Exercise 1: Transcribe the Miss Fresh article word for word, starting at the words "Chinese grocery player" and ending after "in June 2021.".
Exercise 2: Can you pick up the Miss Fresh article after its final sentence and keep it going?
** Opening Document excerpt block **
Chinese grocery player Miss Fresh sells shares at $31m valuation
Chinese online grocery delivery platform Miss Fresh has agreed to sell an 88.1% stake to a third-party investor at a valuation of approximately USD 31m – one-tenth of the company’s market capitalisation when it listed in June 2021.
Mejoy Infinite, a China-based provider of online marketing services, will subscribe to 5.4bn class B ordinary shares for USD 27m, subject to certain closing conditions, according to a filing. The new issuance will heavily dilute the 732.9m existing class A and class B shares. However, the new investors – described as Mejoy and its shareholder – will delegate all voting rights to Miss Fresh’s chairman and CEO.
Miss Fresh will then acquire all outstanding shares in Mejoy for USD 12m in cash, thereby adding customised digital marketing services to its offering.
The company’s stock has gained 247% since the deal was announced on August 5, ending morning trading on August 7 at USD 2.50 for a market capitalisation of USD 19.8m.
It comes a year after Miss Fresh announced it would sell an approximately 33% stake to Shanxi Donghui Group, a commodities-focused state-owned enterprise, at a valuation of USD 90m. The promised funding did not materialise, forcing Miss Fresh to shutter its on-demand distributed mini warehouse (DMW) service and its next-day delivery service. These two business lines represented 90% of revenue.
Miss Fresh took a front-warehouse approach to grocery delivery, operating small warehouses in city centres instead of large suburban facilities, which was intended to speed up fulfilment. There was an emphasis on sourcing directly from farmers as a means of ensuring product quality and timely delivery and bringing greater efficiency to a highly fragmented upstream agricultural supply chain.
** Closing Document excerpt block **
** Opening Entries provided block **
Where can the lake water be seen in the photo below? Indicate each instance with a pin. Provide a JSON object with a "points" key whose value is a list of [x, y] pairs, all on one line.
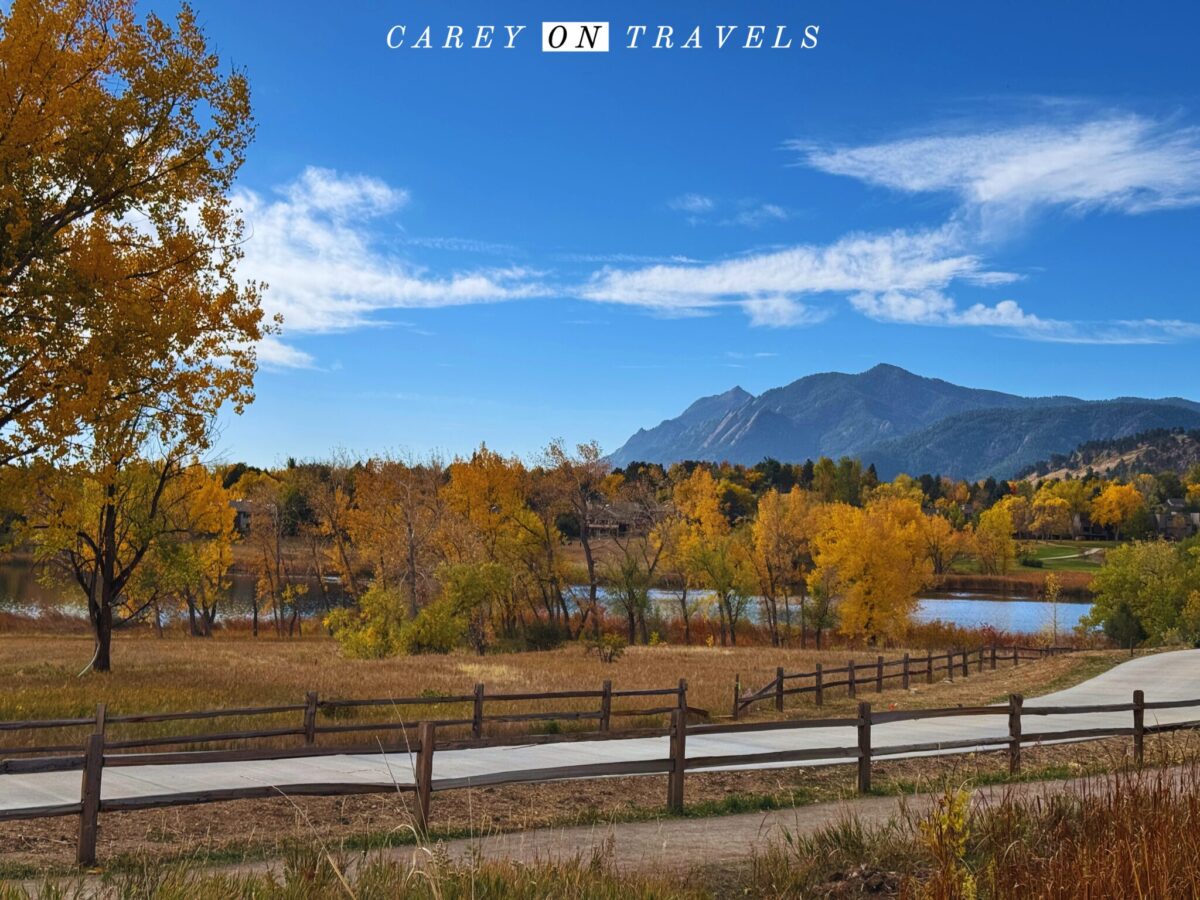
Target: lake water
{"points": [[1007, 615], [21, 591]]}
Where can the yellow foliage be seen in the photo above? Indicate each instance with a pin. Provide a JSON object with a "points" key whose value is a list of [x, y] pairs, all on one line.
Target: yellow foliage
{"points": [[873, 561]]}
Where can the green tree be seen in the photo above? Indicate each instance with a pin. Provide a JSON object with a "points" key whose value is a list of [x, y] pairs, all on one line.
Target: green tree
{"points": [[1155, 583]]}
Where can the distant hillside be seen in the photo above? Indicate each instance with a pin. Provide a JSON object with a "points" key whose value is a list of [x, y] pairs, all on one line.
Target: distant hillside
{"points": [[899, 420], [1149, 451], [1002, 442]]}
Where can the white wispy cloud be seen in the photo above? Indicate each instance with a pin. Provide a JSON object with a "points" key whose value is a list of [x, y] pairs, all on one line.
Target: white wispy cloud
{"points": [[755, 215], [316, 243], [1126, 163], [747, 213], [997, 177], [769, 286], [693, 203]]}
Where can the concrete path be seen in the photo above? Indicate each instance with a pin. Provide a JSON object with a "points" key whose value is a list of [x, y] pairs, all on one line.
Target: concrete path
{"points": [[1163, 677]]}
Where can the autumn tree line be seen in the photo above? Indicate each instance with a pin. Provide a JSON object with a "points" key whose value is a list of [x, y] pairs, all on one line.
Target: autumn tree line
{"points": [[492, 552]]}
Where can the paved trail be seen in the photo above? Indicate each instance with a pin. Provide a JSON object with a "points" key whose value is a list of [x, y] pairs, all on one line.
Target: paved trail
{"points": [[1163, 677]]}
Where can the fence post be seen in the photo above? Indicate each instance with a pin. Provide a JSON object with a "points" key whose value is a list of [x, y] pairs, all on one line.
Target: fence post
{"points": [[1139, 726], [89, 791], [477, 712], [606, 706], [864, 748], [1014, 733], [310, 718], [424, 778], [678, 760]]}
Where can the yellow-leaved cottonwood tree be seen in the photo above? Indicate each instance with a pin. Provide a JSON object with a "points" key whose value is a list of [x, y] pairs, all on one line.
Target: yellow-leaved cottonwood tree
{"points": [[873, 561], [124, 325]]}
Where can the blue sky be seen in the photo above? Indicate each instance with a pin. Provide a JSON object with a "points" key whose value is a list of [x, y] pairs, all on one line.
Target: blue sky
{"points": [[509, 246]]}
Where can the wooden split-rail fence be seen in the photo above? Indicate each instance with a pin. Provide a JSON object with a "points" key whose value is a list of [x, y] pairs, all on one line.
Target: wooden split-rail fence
{"points": [[97, 754], [882, 673]]}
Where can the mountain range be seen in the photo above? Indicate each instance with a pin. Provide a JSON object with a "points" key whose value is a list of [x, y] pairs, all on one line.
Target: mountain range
{"points": [[900, 423]]}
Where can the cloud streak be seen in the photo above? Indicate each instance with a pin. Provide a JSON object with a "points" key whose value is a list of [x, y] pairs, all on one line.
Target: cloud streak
{"points": [[316, 244], [997, 177], [1125, 163]]}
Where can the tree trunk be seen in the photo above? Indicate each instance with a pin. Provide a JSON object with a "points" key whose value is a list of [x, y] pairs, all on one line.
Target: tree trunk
{"points": [[103, 640]]}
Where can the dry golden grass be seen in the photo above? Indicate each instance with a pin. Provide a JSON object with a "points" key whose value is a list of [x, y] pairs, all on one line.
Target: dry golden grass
{"points": [[175, 673]]}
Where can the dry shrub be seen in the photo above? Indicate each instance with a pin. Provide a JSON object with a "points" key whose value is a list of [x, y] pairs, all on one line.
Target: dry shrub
{"points": [[1133, 835]]}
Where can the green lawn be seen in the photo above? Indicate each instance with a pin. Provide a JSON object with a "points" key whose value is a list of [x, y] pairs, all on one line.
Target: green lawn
{"points": [[1068, 556]]}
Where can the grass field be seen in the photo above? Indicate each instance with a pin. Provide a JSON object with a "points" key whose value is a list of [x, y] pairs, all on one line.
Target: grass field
{"points": [[40, 673], [40, 678]]}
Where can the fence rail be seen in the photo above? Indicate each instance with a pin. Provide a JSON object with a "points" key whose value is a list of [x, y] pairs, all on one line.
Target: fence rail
{"points": [[865, 675], [96, 756], [313, 709]]}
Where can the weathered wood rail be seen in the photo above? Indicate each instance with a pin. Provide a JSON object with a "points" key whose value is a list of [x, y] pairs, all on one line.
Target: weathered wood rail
{"points": [[96, 756], [316, 714], [880, 673]]}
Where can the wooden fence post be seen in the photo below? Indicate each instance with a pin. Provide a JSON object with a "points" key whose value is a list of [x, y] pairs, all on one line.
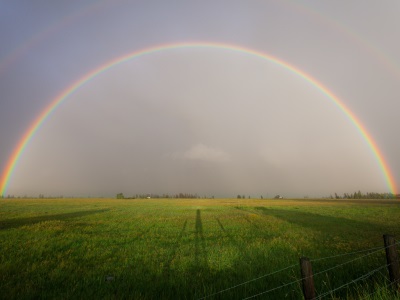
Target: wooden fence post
{"points": [[392, 259], [307, 279]]}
** Closing Entries provided block **
Answer box 1:
Chinese grocery player Miss Fresh sells shares at $31m valuation
Chinese online grocery delivery platform Miss Fresh has agreed to sell an 88.1% stake to a third-party investor at a valuation of approximately USD 31m – one-tenth of the company’s market capitalisation when it listed in June 2021.

Answer box 2:
In addition, the company moved aggressively into software, supporting the digitisation of traditional wholesalers and retailers. It operated “intelligent fresh markets” on a contract basis across China and sold cloud-based software-as-a-service (SaaS) to large-scale supermarkets.
Ultimately, the intelligent fresh market and retail cloud businesses were also discontinued as Miss Fresh resolved to pursue private-label product retail. The company said in its most recent annual report that it wanted to focus on high-protein foods such as beef. Cooperation agreements have already been struck with e-commerce platforms like JD.com to distribute these products.
Digital marketing solutions were also identified as a strategic priority, with Miss Fresh looking to leverage its expertise in e-commerce and grocery supply chains.
Miss Fresh raised more than USD 1.6bn in private funding between its founding in 2015 by two former executives at Joyvio Group, an agribusiness unit of Legend Holdings, and its IPO. Investors include Tiger Global Management, Tencent Holdings, Jeneration Capital, Goldman Sachs, Davis Selected Advisors, Genesis Capital, Lenovo Capital, and GX Capital.
It secured USD 800m in the second half of 2020 alone from CICC Capital and several funds with ties to the government of Qingdao, which wanted to support expansion on China’s eastern seaboard. Tencent and the Qingdao government funds were the largest external shareholders as of June 2023 with 7.6% and 7.5%, respectively. Their voting stakes are much smaller because of the dual-class share structure.
The company raised USD 273m through its IPO, selling shares at USD 13.00 apiece. A group of existing investors contributed USD 90m to the offering. The stock fell on debut and never recovered. Miss Fresh has received several delisting warnings from NASDAQ for its stock trading below USD 1.00 and its market capitalisation failing to reach the required minimum of USD 5m.
Other headwinds include an accounting scandal, concerns about a business model – pursued by many Chinese consumer internet companies – that prioritises scale before sustainability, and substantial price corrections in US-listed Chinese concept stocks.
At the same time, the explosive growth experienced by China’s fresh produce market in response to COVID-19 lockdowns and social distancing attracted a flood of competitors into the space. These included leading consumer internet players like Alibaba Group, Meituan, JD.com, and Pinduoduo.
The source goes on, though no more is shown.